Set task — List each line of the listing below that contains the string "outline".

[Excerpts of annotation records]
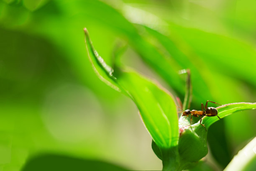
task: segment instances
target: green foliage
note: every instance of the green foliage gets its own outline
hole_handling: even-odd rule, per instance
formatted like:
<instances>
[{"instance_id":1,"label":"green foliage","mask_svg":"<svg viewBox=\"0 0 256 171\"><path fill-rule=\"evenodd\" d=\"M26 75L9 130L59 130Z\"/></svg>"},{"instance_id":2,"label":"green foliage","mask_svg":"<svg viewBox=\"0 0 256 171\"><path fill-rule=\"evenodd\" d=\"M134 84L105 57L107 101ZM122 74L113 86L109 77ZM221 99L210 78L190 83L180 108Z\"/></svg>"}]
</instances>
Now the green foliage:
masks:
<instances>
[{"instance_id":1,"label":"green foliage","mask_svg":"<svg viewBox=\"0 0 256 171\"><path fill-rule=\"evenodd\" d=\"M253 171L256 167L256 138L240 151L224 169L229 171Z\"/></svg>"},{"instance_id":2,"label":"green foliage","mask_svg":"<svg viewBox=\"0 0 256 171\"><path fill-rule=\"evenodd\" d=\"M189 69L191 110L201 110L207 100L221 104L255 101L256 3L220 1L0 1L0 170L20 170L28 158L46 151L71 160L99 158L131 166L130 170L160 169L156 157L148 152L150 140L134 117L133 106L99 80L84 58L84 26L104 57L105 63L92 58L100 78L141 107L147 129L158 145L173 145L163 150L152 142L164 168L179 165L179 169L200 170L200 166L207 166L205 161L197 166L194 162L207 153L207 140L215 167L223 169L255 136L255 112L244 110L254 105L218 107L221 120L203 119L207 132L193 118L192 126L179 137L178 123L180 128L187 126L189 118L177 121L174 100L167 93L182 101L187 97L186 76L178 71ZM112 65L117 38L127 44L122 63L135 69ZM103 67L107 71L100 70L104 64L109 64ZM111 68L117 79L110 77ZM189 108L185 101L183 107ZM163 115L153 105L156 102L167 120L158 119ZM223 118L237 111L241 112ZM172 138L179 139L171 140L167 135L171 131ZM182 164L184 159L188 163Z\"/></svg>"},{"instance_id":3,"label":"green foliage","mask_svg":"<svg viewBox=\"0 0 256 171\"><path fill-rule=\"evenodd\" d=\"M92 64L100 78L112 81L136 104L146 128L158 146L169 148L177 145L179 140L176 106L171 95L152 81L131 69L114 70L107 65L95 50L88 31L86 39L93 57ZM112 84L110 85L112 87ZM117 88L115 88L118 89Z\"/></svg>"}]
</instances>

==

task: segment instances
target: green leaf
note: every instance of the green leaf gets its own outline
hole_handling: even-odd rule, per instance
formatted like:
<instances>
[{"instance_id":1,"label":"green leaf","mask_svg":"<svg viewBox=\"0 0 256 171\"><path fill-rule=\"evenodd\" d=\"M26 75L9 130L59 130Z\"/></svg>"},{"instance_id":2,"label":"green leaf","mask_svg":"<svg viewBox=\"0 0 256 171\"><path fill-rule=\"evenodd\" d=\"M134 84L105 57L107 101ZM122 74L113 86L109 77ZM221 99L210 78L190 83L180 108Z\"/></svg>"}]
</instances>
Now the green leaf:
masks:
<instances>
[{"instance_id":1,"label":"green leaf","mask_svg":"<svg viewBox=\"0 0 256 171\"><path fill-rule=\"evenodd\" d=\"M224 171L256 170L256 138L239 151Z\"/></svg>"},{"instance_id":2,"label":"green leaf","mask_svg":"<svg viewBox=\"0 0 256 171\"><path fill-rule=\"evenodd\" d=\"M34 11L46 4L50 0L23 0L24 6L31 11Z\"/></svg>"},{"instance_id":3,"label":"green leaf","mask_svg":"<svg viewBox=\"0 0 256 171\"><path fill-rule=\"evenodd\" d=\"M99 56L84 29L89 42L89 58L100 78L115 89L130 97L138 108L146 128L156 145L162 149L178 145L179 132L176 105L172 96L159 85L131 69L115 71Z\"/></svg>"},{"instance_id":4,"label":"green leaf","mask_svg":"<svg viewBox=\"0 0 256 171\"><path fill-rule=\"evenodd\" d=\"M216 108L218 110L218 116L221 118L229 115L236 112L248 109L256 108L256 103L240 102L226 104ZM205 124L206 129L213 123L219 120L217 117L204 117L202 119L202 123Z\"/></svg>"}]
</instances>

Completed exercise —
note: every instance of the green foliage gets its own outline
note: every instance of the green leaf gets its own outline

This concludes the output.